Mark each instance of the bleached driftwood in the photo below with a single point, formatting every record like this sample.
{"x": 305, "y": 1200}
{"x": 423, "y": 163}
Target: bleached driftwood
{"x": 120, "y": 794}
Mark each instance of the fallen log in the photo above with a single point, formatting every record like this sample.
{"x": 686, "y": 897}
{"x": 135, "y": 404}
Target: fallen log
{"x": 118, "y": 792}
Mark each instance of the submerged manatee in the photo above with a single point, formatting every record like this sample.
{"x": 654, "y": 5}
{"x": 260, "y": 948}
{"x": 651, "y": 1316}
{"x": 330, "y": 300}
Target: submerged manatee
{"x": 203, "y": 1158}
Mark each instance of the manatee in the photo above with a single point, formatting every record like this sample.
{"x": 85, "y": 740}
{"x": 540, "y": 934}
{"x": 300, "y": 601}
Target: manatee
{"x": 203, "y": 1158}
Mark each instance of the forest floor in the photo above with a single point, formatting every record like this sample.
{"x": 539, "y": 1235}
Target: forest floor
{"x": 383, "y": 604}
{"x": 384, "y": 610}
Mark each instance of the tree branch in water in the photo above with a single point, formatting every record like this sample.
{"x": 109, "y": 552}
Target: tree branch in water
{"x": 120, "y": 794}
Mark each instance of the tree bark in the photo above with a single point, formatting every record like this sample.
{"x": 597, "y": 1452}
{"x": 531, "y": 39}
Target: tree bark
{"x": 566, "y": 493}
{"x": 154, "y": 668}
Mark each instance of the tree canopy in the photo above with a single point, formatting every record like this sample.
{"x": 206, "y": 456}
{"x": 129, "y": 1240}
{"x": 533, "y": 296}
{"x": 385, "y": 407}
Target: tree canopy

◆ **TO DO**
Reproduce every row above verbatim, in the same order and with no changes.

◆ **SOLUTION TO THE PROBLEM**
Mark each instance of the bleached driftwood in the photo below with a single point, formatting every record like this sample.
{"x": 305, "y": 1200}
{"x": 423, "y": 163}
Target: bleached driftwood
{"x": 120, "y": 794}
Mark each instance of the fallen log in the photo above with a single point, formatting every record like this sample.
{"x": 686, "y": 897}
{"x": 135, "y": 404}
Target: fallen log
{"x": 118, "y": 792}
Mark each instance of the submerged manatee in the photo above with a single point, formatting every record like this sample.
{"x": 654, "y": 5}
{"x": 260, "y": 948}
{"x": 651, "y": 1316}
{"x": 330, "y": 300}
Target: submerged manatee
{"x": 203, "y": 1158}
Mark each instance of the manatee in the photo above with a single point, formatting every record like this sample.
{"x": 85, "y": 740}
{"x": 540, "y": 934}
{"x": 300, "y": 601}
Target: manatee
{"x": 203, "y": 1158}
Mark each instance of the forest floor in the photo above with a single point, formatting every record like this sample.
{"x": 539, "y": 1235}
Target: forest floor
{"x": 383, "y": 604}
{"x": 384, "y": 610}
Mark each instance of the tree branch in water in the photo above with a single point, formatting every record like this sample.
{"x": 109, "y": 552}
Target: tree branch in water
{"x": 120, "y": 794}
Mark each instance of the tree bark in the photo above with a single point, formatting every record like this sample.
{"x": 597, "y": 1452}
{"x": 531, "y": 39}
Target: tree bark
{"x": 566, "y": 493}
{"x": 154, "y": 668}
Mark each instance of the tree canopy in the photo above with a single point, formatting every record like this sample.
{"x": 206, "y": 456}
{"x": 129, "y": 1240}
{"x": 533, "y": 296}
{"x": 385, "y": 407}
Target: tree canopy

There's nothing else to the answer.